Extract every line of the data below that contains the word "background", matching its case exactly.

Data extracted from a collection:
+---+
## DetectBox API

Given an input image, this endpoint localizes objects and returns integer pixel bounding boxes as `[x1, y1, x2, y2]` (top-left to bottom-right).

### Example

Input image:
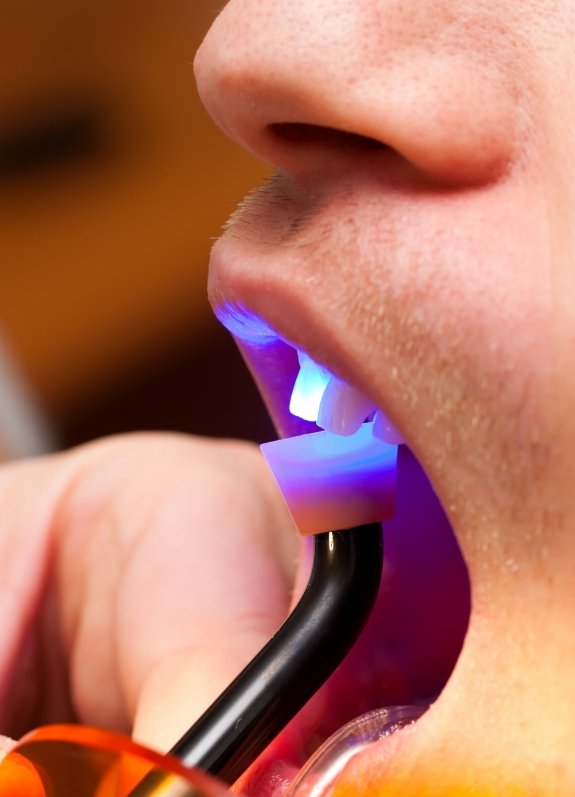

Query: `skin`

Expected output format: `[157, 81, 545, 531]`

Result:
[192, 0, 575, 797]
[0, 0, 575, 797]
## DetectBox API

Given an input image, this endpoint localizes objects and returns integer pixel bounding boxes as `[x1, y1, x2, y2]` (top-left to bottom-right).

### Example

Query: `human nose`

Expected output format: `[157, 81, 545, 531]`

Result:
[195, 0, 522, 184]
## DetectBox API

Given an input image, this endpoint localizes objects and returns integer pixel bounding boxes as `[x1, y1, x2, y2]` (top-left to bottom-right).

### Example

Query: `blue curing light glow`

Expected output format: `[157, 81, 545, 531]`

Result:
[289, 352, 331, 423]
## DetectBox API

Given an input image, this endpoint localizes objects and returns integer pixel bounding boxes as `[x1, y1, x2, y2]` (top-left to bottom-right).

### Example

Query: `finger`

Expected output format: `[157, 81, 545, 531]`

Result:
[59, 436, 297, 749]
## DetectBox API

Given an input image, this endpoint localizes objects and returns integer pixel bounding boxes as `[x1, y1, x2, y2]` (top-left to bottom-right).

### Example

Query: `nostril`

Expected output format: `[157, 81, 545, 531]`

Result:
[268, 122, 387, 152]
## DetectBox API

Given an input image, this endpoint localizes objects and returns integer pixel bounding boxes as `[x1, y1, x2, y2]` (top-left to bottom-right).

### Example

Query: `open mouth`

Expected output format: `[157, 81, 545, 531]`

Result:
[216, 305, 470, 797]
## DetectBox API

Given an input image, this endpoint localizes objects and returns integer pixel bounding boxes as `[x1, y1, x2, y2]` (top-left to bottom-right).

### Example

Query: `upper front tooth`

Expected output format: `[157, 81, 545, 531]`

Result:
[317, 376, 377, 435]
[373, 410, 405, 446]
[289, 352, 331, 422]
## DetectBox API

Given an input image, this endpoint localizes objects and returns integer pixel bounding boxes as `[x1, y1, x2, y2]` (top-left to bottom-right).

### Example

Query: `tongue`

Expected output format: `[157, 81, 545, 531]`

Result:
[238, 446, 470, 797]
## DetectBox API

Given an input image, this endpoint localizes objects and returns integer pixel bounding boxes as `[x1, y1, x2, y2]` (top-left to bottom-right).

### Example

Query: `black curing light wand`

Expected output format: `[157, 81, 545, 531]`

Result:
[131, 523, 383, 797]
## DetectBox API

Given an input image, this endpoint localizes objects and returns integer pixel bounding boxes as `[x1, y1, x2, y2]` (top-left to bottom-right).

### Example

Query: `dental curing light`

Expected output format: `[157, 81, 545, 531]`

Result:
[132, 352, 397, 797]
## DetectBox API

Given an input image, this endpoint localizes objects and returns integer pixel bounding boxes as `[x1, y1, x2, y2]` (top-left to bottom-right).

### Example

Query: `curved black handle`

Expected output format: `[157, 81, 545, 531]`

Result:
[131, 523, 383, 797]
[170, 524, 383, 783]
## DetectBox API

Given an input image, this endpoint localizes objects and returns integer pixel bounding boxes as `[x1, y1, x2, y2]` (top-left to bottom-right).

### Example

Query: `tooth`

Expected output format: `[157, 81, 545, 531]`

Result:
[372, 410, 405, 446]
[317, 376, 377, 435]
[289, 352, 331, 422]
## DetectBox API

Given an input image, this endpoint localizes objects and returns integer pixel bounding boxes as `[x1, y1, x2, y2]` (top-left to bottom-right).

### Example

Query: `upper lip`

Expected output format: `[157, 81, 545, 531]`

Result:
[209, 171, 403, 436]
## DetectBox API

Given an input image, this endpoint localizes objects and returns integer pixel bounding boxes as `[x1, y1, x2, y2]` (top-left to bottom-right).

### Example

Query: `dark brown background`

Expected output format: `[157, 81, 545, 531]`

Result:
[0, 0, 272, 445]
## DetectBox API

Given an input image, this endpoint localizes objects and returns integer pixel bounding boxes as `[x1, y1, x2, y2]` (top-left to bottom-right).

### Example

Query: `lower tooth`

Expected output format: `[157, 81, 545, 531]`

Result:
[286, 706, 426, 797]
[317, 376, 375, 435]
[373, 410, 405, 446]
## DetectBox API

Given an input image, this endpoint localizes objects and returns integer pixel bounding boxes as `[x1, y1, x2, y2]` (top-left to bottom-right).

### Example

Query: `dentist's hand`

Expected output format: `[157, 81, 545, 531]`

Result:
[0, 435, 298, 749]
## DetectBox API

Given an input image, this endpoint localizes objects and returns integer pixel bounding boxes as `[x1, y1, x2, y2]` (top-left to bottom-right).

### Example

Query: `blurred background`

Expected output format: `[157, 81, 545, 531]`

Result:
[0, 0, 273, 456]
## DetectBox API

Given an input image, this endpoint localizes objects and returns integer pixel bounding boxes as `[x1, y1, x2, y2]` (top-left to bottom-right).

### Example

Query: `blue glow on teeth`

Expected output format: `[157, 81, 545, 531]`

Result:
[289, 352, 331, 423]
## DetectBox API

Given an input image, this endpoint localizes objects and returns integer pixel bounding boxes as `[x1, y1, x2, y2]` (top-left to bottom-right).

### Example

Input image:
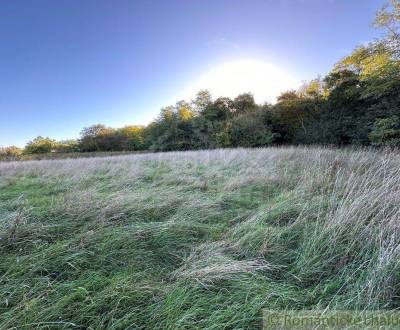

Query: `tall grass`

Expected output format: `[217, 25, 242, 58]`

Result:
[0, 147, 400, 329]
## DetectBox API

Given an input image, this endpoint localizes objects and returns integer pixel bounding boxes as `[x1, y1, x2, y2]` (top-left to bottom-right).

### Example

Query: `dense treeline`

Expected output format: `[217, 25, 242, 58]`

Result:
[0, 0, 400, 159]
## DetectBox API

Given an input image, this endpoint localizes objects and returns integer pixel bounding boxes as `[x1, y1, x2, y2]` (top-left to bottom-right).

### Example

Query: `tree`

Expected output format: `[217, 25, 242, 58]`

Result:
[116, 126, 145, 151]
[79, 124, 118, 151]
[24, 136, 56, 154]
[233, 93, 257, 114]
[374, 0, 400, 57]
[0, 146, 22, 160]
[222, 108, 278, 147]
[369, 116, 400, 147]
[54, 140, 80, 153]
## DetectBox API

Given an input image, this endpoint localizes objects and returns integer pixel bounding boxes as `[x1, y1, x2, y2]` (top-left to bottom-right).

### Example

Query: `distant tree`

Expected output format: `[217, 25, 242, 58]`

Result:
[192, 90, 212, 113]
[116, 126, 145, 151]
[24, 136, 56, 154]
[79, 124, 118, 151]
[374, 0, 400, 57]
[54, 140, 80, 153]
[0, 146, 22, 160]
[222, 108, 278, 147]
[369, 116, 400, 147]
[233, 93, 257, 114]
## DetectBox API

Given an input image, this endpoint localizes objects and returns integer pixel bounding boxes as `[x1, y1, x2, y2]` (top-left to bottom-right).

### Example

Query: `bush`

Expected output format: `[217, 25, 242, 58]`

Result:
[369, 116, 400, 147]
[24, 136, 56, 154]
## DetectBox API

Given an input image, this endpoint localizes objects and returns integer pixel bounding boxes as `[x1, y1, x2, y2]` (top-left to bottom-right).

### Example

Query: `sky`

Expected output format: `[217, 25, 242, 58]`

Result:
[0, 0, 384, 146]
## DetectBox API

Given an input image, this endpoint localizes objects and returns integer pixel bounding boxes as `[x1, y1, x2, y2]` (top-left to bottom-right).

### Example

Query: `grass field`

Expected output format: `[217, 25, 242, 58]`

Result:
[0, 147, 400, 329]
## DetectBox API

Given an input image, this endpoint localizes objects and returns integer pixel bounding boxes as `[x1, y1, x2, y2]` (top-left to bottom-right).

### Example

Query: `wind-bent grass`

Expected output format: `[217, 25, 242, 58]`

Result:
[0, 147, 400, 329]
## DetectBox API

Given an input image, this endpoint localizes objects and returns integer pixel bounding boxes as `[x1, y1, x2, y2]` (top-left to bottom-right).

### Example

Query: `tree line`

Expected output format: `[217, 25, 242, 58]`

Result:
[0, 0, 400, 159]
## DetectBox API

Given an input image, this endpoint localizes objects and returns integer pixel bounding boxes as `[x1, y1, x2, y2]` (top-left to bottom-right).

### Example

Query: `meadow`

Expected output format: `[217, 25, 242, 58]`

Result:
[0, 147, 400, 329]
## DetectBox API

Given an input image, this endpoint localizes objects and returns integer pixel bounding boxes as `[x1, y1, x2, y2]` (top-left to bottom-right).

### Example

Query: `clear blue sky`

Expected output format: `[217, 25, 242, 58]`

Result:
[0, 0, 384, 146]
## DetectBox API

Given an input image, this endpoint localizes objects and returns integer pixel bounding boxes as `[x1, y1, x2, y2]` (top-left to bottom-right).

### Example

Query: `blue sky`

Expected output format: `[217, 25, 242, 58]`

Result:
[0, 0, 384, 146]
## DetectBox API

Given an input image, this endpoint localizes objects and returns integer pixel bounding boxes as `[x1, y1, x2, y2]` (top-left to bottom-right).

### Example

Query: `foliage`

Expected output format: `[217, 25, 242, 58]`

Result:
[0, 146, 22, 160]
[369, 116, 400, 147]
[24, 136, 56, 154]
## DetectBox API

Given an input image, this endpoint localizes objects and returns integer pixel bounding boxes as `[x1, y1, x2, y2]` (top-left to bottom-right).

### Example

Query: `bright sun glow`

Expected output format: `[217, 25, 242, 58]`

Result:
[184, 60, 300, 103]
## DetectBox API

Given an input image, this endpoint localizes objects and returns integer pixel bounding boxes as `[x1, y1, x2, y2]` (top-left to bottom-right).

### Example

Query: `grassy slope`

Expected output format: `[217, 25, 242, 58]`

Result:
[0, 148, 400, 329]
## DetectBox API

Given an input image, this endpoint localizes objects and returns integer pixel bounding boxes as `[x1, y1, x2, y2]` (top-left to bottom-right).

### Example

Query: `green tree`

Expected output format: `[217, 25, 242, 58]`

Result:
[369, 116, 400, 147]
[24, 136, 56, 154]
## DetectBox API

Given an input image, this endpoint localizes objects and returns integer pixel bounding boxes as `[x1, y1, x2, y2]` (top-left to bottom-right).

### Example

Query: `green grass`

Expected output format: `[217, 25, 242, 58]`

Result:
[0, 148, 400, 329]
+---+
Response to the exercise |
Query: `dark brown background`
Query: `blurred background`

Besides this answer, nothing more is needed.